EXTRACT TO READ:
+++

Accueil > Publications > 2018 > Follicle-Stimulating Hormone Receptor : Advances and Remaining (...)

De Pascali F, Tréfier A, Landomiel F, Bozon V, Bruneau G, Yvinec R, Poupon A, Crépieux P, Reiter E.

Follicle-Stimulating Hormone Receptor : Advances and Remaining Challenges.

Int Rev Cell Mol Biol. 2018 ;338:1-58. doi : 10.1016/bs.ircmb.2018.02.001. Epub 2018 Apr 5.

Abstract

Follicle-stimulating hormone (FSH) is produced in the pituitary and is essential for reproduction. It specifically binds to a membrane receptor (FSHR) expressed in somatic cells of the gonads. The FSH/FSHR system presents many peculiarities compared to classical G protein-coupled receptors (GPCRs). FSH is a large naturally heterogeneous heterodimeric glycoprotein. The FSHR is characterized by a very large NH2-terminal extracellular domain, which binds FSH and participates to the activation/inactivation switch of the receptor. Once activated, the FSHR couples to Gαs and, in some instances, to other Gα-subunits. GPCR kinases and β-arrestins are also recruited to the FSHR and account for its desensitization, the control of its trafficking and its intracellular signaling. Of note, the FSHR internalization and recycling are very fast and involve very early endosomes (EE) instead of EE. All the transduction mechanisms triggered upon FSH stimulation lead to the activation of a complex signaling network that controls gene expression by acting at multiple levels. The integration of these mechanisms not only leads to context-adapted responses from the target gonadal cells but also indirectly affects the fate of germ cells. Depending on the physiological/developmental stage, FSH elicits proliferation, differentiation, or apoptosis in order to maintain the homeostasis of the reproductive system. Pharmacological tools targeting FSHR recently came to the fore and open promising prospects both for basic research and therapeutic applications. This chapter provides an updated review of the most salient aspects and peculiarities of FSHR biology and pharmacology.

+++

THE DATA:
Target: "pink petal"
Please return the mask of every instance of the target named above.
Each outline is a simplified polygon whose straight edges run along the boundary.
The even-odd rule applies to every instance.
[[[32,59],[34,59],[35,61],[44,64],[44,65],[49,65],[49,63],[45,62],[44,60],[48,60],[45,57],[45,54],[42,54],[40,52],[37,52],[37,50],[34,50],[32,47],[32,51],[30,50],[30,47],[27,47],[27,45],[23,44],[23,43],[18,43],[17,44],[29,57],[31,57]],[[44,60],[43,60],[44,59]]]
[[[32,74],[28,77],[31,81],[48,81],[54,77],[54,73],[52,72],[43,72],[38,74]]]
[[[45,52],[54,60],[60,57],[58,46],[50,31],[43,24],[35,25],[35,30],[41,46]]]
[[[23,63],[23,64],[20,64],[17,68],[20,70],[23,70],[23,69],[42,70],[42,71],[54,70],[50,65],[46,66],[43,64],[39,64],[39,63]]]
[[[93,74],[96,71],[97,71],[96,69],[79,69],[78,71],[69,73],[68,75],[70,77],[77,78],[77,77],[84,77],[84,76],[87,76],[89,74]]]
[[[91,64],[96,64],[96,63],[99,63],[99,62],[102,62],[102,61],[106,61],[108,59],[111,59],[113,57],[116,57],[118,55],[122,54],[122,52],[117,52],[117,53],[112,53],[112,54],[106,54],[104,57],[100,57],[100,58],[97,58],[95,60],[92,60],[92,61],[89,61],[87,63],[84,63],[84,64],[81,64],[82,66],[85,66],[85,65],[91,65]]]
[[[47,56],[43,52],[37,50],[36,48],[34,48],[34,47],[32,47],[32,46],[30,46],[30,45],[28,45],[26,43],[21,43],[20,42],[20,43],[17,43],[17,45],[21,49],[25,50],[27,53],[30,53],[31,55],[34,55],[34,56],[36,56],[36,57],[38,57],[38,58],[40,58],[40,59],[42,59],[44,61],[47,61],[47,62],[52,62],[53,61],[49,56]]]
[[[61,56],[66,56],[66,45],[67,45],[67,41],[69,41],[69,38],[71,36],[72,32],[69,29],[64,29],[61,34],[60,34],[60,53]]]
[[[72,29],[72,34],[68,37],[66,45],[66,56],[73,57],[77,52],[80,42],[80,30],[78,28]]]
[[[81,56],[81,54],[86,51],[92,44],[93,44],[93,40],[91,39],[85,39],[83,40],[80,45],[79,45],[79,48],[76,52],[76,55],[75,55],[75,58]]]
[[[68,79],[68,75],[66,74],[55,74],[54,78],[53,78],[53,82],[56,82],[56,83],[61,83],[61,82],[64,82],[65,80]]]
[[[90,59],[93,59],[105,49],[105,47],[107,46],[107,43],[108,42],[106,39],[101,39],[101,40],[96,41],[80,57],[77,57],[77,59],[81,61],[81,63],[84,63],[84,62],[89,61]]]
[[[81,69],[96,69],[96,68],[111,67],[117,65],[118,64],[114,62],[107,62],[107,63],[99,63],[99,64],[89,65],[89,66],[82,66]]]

+++

REQUIRED WORK:
Copy the passage of the FSH receptor publication page between "De Pascali F, Tréfier" and "and Remaining Challenges.", inclusive, putting "Questions" in place of "Challenges".

EXERCISE RESULT:
De Pascali F, Tréfier A, Landomiel F, Bozon V, Bruneau G, Yvinec R, Poupon A, Crépieux P, Reiter E.

Follicle-Stimulating Hormone Receptor : Advances and Remaining Questions.